(Referring expression pointing data)
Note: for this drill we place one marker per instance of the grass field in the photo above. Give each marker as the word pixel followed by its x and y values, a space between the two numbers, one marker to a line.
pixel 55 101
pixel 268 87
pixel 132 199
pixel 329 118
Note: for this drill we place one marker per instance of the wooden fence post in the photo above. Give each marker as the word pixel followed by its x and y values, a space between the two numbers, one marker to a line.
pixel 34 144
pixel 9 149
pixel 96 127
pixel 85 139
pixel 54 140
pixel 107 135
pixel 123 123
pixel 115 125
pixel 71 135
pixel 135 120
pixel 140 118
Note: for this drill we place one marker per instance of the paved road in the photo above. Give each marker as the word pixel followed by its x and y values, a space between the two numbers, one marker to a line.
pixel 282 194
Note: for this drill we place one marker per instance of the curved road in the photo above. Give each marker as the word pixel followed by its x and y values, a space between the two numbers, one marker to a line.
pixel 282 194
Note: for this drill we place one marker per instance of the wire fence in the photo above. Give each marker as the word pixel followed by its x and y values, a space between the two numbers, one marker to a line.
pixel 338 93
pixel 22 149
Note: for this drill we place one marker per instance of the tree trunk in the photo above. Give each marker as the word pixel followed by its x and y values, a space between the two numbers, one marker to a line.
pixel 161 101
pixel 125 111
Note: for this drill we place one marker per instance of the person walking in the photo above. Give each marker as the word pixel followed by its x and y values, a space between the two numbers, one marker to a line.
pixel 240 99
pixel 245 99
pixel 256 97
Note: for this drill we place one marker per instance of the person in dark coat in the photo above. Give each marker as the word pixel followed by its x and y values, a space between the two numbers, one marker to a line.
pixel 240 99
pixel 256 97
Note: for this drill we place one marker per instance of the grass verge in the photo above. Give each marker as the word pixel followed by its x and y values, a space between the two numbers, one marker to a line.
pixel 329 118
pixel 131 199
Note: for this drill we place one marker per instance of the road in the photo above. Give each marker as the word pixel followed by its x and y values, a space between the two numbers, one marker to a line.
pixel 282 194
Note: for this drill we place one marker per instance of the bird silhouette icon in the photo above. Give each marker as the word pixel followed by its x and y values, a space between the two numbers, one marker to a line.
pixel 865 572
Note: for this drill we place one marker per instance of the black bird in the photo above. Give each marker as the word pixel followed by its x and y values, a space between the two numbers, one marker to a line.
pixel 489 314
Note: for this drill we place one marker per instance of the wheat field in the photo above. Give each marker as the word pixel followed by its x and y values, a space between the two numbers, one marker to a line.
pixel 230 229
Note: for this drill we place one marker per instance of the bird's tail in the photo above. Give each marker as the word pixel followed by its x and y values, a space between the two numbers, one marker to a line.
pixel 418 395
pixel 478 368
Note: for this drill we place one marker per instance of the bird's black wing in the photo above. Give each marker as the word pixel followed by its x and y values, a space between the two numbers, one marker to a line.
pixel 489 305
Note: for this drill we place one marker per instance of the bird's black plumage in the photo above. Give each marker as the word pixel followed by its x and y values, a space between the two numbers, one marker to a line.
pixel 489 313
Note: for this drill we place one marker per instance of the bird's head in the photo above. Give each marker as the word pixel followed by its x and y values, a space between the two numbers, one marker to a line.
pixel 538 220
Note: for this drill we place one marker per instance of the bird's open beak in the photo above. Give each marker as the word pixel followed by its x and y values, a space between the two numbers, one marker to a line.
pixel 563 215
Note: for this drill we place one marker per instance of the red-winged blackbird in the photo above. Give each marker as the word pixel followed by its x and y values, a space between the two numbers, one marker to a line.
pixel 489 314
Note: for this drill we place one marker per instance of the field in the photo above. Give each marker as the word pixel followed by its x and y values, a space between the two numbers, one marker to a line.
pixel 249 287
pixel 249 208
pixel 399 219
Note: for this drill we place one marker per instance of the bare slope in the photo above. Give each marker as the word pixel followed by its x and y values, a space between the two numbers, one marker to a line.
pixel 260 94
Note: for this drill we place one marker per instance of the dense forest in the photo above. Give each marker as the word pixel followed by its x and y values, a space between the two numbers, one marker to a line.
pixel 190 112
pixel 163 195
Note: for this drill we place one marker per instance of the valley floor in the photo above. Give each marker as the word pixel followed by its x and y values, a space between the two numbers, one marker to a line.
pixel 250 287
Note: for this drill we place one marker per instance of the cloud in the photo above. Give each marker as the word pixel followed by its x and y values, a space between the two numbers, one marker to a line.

**Exercise requirements**.
Would you reproduce every record above exactly as it appears?

**Exercise response**.
Note: for this drill we place one marker per instance of the grass field in the photo above. Give each marker as the word pixel followed by its x and y values, a space between the two numbers, one marker to a line.
pixel 55 101
pixel 268 87
pixel 132 199
pixel 329 118
Note: for this drill we place one marker per instance of the wooden fence post in the photo above. Give each marker as the word pixel followed by its x and y values, a space between the two numbers, one marker to a line.
pixel 34 144
pixel 9 149
pixel 96 127
pixel 85 139
pixel 54 140
pixel 107 135
pixel 123 123
pixel 115 125
pixel 71 135
pixel 135 120
pixel 140 118
Note: for this drill we place one marker per instance of the paved road in the photo above. Give each marker as the word pixel followed by its x and y values, a space between the two numbers, one marker to a line.
pixel 282 194
Note: for this drill we place one marker per instance of the curved road in the photo above. Give each marker as the word pixel followed by its x and y values, a space between the two numbers, one marker to a line.
pixel 282 194
Note: for this drill we place one marker per instance of the wire fence in the photo above. Give each marker as the word pixel followed by its x and y values, a space between the two numbers, one marker to a line.
pixel 338 93
pixel 22 149
Note: for this drill we place one marker per instance of the tree trunk in the photo above. Give each marker as the word pixel followed by its x and y values, a space between the two numbers, one marker to a line.
pixel 161 101
pixel 125 111
Note: for this drill we place one marker per instance of the person walking in the photo above. Give each marker as the word pixel followed by its x and y values, a space between the two numbers, one marker to a line.
pixel 240 99
pixel 245 99
pixel 256 97
Note: for this drill we place one marker per instance of the person in dark coat in the photo above. Give each marker as the word pixel followed by its x and y values, a space between the two numbers, one marker to a line.
pixel 240 99
pixel 256 97
Note: for this drill we place one marker per instance of the grass verge in the photo above. Give each marker as the word pixel followed by its x and y values, a space between the two numbers, one marker to a line.
pixel 329 118
pixel 131 199
Note: for this drill we place one marker per instance of the road in the photo above. Give each marker as the word pixel followed by its x and y values, a space between the two numbers, one marker to a line.
pixel 282 194
Note: for this drill we place one marker per instance of the bird silhouette icon in the photo above. Give each marker as the word pixel followed by its x and y values, a space between the two numbers, one marker to a line.
pixel 865 572
Note: for this drill we place one marker per instance of the black bird in the photo above. Give each marker as the word pixel followed by its x and y values, a space between the two numbers, one marker to a line.
pixel 489 314
Note: for this drill we place one marker per instance of the wheat field in the photo above. Give each marker as the word pixel followed by its x and y values, a space between the two numbers, one marker to a line.
pixel 230 229
Note: for this drill we place one marker per instance of the bird's tail in the photo above. Give each marker as the word pixel followed by its x and y values, a space between the two numbers, one marker to a line.
pixel 418 395
pixel 478 368
Note: for this drill we place one marker per instance of the bird's black wing in the photo above. Give each marker as the word pixel followed by its x and y values, a space between the two numbers, one marker to a line.
pixel 489 305
Note: for this drill we place one marker per instance of the bird's black plumage in the photo above. Give each marker as the word pixel followed by its x and y values, a space between the two numbers, one marker to a line.
pixel 489 313
Note: for this drill we place one marker per instance of the bird's head in the photo above. Give each marker as the word pixel followed by its x and y values, a space between the two numbers, one marker to a line.
pixel 538 220
Note: for this drill we place one marker per instance of the bird's open beak in the photo above. Give each marker as the word pixel followed by its x and y values, a space between the two numbers, one marker to a line.
pixel 563 215
Note: for this drill we place one marker per instance of the red-winged blackbird in the photo above. Give each marker as the word pixel followed by its x and y values, a space between the two numbers, one marker to a line.
pixel 489 314
Note: for this drill we place one marker per instance of the field in the photo above. Give each marker as the word pixel followed by its x and y values, a space between the two numbers, one marker to a line.
pixel 249 287
pixel 249 208
pixel 399 219
Note: for this drill we place one marker per instance of the bare slope in the photo above. Give each marker as the word pixel followed by its x and y values, a space between the two numbers, one marker to a line.
pixel 260 94
Note: for this drill we place one marker per instance of the dense forest in the photo above. Give each marker as the word pixel followed by its x and y values, a space between the two numbers, one marker to a line.
pixel 190 112
pixel 163 195
Note: for this drill we place one marker per instance of the valley floor in the photo above. Give each marker as the word pixel followed by its x and y values, a space between the two numbers, one marker to a line.
pixel 250 287
Note: for this drill we place one marker per instance of the cloud in the photo above. Give each marker as the word pixel followed by its x and y values, a space between the two numbers, one marker to a line.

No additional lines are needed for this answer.